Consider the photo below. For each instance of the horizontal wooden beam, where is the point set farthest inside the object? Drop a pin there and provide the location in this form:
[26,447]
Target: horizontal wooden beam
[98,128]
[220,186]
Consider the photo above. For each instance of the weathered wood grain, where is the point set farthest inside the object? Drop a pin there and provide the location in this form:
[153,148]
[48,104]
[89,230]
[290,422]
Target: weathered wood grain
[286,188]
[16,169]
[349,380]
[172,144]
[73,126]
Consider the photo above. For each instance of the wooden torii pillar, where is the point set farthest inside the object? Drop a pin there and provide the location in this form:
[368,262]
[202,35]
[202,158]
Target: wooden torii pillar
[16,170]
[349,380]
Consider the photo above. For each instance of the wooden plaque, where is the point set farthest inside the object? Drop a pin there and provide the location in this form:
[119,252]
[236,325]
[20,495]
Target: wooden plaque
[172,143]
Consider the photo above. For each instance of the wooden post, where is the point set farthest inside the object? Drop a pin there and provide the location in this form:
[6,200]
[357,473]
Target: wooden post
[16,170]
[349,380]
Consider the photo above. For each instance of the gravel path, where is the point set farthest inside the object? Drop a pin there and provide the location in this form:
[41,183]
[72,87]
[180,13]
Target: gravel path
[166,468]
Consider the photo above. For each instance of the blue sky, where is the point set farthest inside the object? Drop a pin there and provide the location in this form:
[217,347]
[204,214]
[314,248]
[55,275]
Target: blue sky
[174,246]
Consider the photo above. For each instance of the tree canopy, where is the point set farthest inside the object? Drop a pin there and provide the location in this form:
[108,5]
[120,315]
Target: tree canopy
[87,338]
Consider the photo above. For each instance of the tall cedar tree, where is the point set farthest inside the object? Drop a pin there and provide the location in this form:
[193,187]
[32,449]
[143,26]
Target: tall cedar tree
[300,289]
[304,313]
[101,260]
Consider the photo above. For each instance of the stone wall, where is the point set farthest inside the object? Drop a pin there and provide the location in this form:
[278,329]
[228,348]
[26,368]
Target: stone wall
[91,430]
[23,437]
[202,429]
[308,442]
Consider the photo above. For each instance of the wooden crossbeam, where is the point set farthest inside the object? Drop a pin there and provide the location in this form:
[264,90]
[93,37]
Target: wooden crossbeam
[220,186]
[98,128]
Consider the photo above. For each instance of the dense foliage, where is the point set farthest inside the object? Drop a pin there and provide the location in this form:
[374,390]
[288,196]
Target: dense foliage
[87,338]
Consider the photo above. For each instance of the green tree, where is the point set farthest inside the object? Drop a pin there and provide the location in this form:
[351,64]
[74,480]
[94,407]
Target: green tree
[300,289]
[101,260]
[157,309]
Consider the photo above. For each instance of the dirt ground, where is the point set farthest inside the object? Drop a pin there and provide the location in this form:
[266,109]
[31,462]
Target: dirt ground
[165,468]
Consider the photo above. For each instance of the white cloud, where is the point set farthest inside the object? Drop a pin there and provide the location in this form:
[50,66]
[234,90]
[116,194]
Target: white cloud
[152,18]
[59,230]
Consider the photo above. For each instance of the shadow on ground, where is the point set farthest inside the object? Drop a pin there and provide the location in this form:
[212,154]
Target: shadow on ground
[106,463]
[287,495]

• [Task goal]: Express the stretch from the line containing "Consider the photo above. For each instance of the green" through the end of the material as a JSON list of strings, with one string per line and any blank lines omitted.

• [Task result]:
[
  "Consider the photo above. For each instance of the green tree, where is the point set farthest inside the object? Drop a pin there and provide the location in this form:",
  "[351,64]",
  "[74,480]",
  "[94,407]",
  "Target: green tree",
  "[300,289]",
  "[101,260]",
  "[157,309]",
  "Consider the photo above. For each instance of the dirt ground, where is the point set farthest inside the object? Drop a pin there and provide the location in this form:",
  "[266,109]",
  "[31,462]",
  "Target: dirt ground",
  "[165,468]",
  "Consider the photo above. For each instance of the white cloud, where is the point set farthest inside the object? Drop a pin there and provide the location in this form:",
  "[50,66]",
  "[234,90]",
  "[116,194]",
  "Target: white cloud",
  "[152,18]",
  "[59,230]",
  "Consider the photo above. For each instance of the shadow on ground, where is the point set farthest inside the object? Drop a pin there and provide the location in this form:",
  "[212,154]",
  "Target: shadow on ground",
  "[106,463]",
  "[287,495]"
]